Natural language region descriptions:
====================

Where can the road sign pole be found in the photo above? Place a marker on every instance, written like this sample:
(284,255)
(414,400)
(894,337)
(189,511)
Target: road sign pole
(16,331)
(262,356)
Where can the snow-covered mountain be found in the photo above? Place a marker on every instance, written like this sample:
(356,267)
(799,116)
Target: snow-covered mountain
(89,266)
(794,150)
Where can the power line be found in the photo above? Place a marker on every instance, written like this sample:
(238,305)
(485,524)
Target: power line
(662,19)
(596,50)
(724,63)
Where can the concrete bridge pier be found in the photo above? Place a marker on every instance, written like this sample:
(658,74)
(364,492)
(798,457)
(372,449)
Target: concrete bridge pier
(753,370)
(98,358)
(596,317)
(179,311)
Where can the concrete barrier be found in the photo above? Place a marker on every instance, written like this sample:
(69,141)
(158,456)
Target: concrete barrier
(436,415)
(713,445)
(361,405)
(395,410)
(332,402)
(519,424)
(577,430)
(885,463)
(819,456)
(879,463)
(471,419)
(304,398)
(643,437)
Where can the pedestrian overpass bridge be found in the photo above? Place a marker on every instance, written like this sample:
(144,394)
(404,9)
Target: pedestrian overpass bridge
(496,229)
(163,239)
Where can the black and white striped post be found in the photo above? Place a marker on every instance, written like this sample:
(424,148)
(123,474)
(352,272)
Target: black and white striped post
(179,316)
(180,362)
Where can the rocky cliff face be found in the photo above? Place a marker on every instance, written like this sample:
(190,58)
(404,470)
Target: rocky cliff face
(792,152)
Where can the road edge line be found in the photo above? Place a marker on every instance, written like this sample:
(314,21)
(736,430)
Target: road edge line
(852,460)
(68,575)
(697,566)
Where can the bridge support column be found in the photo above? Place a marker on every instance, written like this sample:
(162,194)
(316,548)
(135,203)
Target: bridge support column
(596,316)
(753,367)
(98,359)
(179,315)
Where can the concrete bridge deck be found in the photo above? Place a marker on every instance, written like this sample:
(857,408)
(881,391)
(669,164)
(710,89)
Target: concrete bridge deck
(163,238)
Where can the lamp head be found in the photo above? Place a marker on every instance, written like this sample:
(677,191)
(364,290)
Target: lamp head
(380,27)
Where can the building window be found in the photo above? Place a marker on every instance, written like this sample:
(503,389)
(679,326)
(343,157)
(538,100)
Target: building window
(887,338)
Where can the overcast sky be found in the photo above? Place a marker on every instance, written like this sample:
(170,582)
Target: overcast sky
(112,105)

====================

Would you transcribe the entries above exactly as they appear?

Where can the road sign pole be found in the photo above? Place a marker on every instance, written like this sample:
(284,255)
(414,400)
(894,337)
(189,511)
Target: road sign pole
(16,331)
(262,356)
Where can the snow-covered mountain be found in the photo above? Place a marker on every instance, written like this sample:
(356,267)
(799,116)
Target: snow-covered mountain
(89,266)
(794,150)
Where can the power line be found in the photo above? Place a marker on every instance, written like this sample:
(238,305)
(485,524)
Target: power line
(662,19)
(596,50)
(724,63)
Where can the concrete bridge pier be found in the photo above? Place a marker on every instance, written like this sample:
(658,74)
(364,492)
(798,457)
(372,449)
Target: concrete bridge pier
(753,370)
(98,358)
(596,317)
(179,311)
Where can the concrete barrier be found in the photo above? Place a marker on every instance, written like this sample:
(69,141)
(158,456)
Target: concrete barrier
(436,415)
(713,445)
(361,405)
(395,410)
(332,402)
(519,424)
(577,430)
(885,463)
(819,456)
(879,463)
(471,419)
(304,398)
(643,437)
Where can the pedestrian overpass bridge be found in the photo above? Place a marker on every instance, written like this sample:
(144,394)
(404,9)
Target: pedestrian overpass bridge
(496,229)
(163,239)
Where can the black and white striped post be found in the photo above? Place a marker on every instance, written like this sample:
(424,148)
(123,474)
(352,272)
Target: black and white striped post
(179,316)
(180,362)
Where can the rocky cliff face be found in the photo above? Place a marker on every instance, written like this sample:
(190,58)
(404,470)
Target: rocky cliff face
(792,152)
Where can the road edge line be found in the photo above? Place a marker on every instance, written like this sample:
(314,21)
(736,430)
Target: road edge line
(852,460)
(68,575)
(697,566)
Where can the bridge support column be found in the photo above? Place a marker on every instance, written like this sample:
(162,194)
(316,548)
(135,203)
Target: bridge support column
(596,316)
(753,367)
(98,359)
(179,315)
Where can the concrete bridge deck be found in the photo above? Place a marker on every instance, written like this sample:
(857,408)
(881,391)
(669,164)
(710,89)
Target: concrete bridge deck
(163,238)
Where can the lamp head be found in the photo above? Place a marker on every instance, written like this sample:
(677,191)
(364,290)
Target: lamp head
(380,27)
Where can the building window be found in the photo above? Place a marker on every instance, written like this sample:
(503,389)
(679,326)
(343,157)
(538,100)
Target: building window
(887,338)
Where can the overcast sky be found in the photo above? Place a marker on every instance, written like this sample:
(170,582)
Target: overcast sky
(112,105)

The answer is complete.